━━━━━ ESTRATTO DEL TESTO

La buona notizia è che a brevissimo potremo fare a meno dei farmaci  per curare il reflusso gastroesofageo. Perché è stato messo a punto un pacemaker che tiene sotto controllo la malattia. Il primo è stato installato da poco a Milano al Policlinico San Donato e in tutto il mondo sono già stati trattati con questa tecnica circa 150 pazienti, con risultati che parlano da sé. I disturbi sono migliorati in otto casi su dieci, con il vantaggio di non avere gli effetti collaterali delle cure farmacologiche.
L’apparecchietto viene installato in laparoscopia, cioè attraverso tre piccoli buchi che si cicatrizzano da sé senza bisogno di punti di sutura. L’intervento è in anestesia generale, dura circa mezz’ora e si deve rimanere in ospedale un giorno.
In pratica, consiste nel posizionamento di due elettrodi nel cardias, cioè nella valvola che, in chi ha la malattia, non riesce a impedire ai succhi gastrici la risalita dallo stomaco all’esofago. Questi elettrodi sono collegati a un generatore, il pacemaker per l’appunto. È lungo circa tre centimetri e viene collocato sottopelle nella zona dell’ombelico. Ma attenzione. A differenza di quanto si potrebbe credere, non si vede e non dà fastidio.
Il pacemaker contiene all’interno una batteria e produce stimoli elettrici a bassa frequenza che, attraverso gli elettrodi, stimolano il cardias e lo riportano al giusto funzionamento. Grazie a un telecomando, lo specialista può inoltre modulare l’intensità di energia in base allo stato della malattia oppure spegnere del tutto l’apparecchietto durante i periodi di pausa dalle crisi. O ancora, rimuoverlo se si sta bene e i sintomi sono solo un ricordo.

━━━━━━━━━━
━━━━━ RIGHE ESTRATTE

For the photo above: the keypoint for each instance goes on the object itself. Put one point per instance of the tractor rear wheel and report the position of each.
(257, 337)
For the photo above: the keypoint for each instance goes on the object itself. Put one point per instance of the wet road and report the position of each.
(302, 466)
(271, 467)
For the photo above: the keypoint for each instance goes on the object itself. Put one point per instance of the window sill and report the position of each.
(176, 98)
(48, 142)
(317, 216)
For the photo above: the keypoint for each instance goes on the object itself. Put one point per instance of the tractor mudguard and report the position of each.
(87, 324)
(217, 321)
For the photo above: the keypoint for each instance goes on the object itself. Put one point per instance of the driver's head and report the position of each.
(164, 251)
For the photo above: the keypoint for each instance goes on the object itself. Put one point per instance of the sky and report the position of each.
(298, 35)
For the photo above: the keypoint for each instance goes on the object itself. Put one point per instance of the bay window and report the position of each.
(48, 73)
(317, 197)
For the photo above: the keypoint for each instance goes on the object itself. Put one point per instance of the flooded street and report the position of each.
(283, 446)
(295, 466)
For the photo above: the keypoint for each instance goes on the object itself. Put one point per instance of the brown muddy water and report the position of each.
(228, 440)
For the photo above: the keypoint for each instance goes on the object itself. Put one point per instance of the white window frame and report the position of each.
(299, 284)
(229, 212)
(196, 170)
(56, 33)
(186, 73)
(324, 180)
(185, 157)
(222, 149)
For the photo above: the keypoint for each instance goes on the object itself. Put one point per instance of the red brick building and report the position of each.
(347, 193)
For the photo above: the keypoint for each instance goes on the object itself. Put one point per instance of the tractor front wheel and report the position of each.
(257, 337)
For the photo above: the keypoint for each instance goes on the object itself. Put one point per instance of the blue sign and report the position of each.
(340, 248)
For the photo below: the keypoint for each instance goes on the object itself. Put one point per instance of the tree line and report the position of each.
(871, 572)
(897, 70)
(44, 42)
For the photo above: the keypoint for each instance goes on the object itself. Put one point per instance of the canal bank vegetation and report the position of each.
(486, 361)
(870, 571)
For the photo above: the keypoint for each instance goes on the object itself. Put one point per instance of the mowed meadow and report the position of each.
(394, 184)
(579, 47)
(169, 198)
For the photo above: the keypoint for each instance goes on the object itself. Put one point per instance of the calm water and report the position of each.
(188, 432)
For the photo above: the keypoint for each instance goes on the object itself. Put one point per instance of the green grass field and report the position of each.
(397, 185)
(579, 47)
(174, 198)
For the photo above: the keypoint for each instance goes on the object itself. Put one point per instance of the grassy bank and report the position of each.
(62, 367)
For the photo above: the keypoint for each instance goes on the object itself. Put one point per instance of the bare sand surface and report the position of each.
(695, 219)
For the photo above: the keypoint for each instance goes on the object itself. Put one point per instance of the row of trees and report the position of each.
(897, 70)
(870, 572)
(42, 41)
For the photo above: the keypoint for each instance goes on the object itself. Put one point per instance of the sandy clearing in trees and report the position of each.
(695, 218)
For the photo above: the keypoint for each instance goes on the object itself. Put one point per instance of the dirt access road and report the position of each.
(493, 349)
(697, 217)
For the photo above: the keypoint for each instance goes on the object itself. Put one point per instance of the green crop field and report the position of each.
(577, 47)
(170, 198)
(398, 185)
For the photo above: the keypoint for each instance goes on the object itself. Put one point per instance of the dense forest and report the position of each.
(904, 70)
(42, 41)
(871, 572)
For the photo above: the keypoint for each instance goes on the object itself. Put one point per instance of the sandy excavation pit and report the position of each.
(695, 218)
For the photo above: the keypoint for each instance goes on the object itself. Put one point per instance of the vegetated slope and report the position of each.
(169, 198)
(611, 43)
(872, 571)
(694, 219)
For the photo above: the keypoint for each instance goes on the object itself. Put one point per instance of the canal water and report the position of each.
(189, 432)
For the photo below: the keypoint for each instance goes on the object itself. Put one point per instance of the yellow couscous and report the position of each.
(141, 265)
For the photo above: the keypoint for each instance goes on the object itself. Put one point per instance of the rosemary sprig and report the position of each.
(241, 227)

━━━━━━━━━━

■ ESERCIZI:
A: Cita parola per parola il passo del testo sul pacemaker per il reflusso compreso tra "La buona notizia" e "delle cure farmacologiche.", estremi inclusi.
B: Nel testo sul pacemaker per il reflusso, in quanti casi su dieci sono migliorati i disturbi?
C: Per favore, riassumi in due frasi il testo sul pacemaker per il reflusso.
Le righe sono materiale distinto dal testo sul pacemaker per il reflusso.

■ SOLUZIONI:
A:
La buona notizia è che a brevissimo potremo fare a meno dei farmaci  per curare il reflusso gastroesofageo. Perché è stato messo a punto un pacemaker che tiene sotto controllo la malattia. Il primo è stato installato da poco a Milano al Policlinico San Donato e in tutto il mondo sono già stati trattati con questa tecnica circa 150 pazienti, con risultati che parlano da sé. I disturbi sono migliorati in otto casi su dieci, con il vantaggio di non avere gli effetti collaterali delle cure farmacologiche.

B: In otto casi su dieci.

C: Un pacemaker installato in laparoscopia, con due elettrodi nel cardias collegati a un generatore posto sottopelle nella zona dell'ombelico, permetterà presto di curare il reflusso gastroesofageo senza farmaci e ha migliorato i disturbi in otto casi su dieci. L'apparecchio stimola il cardias con impulsi elettrici a bassa frequenza, e lo specialista può regolarne l'intensità o spegnerlo con un telecomando, oppure rimuoverlo quando i sintomi sono scomparsi.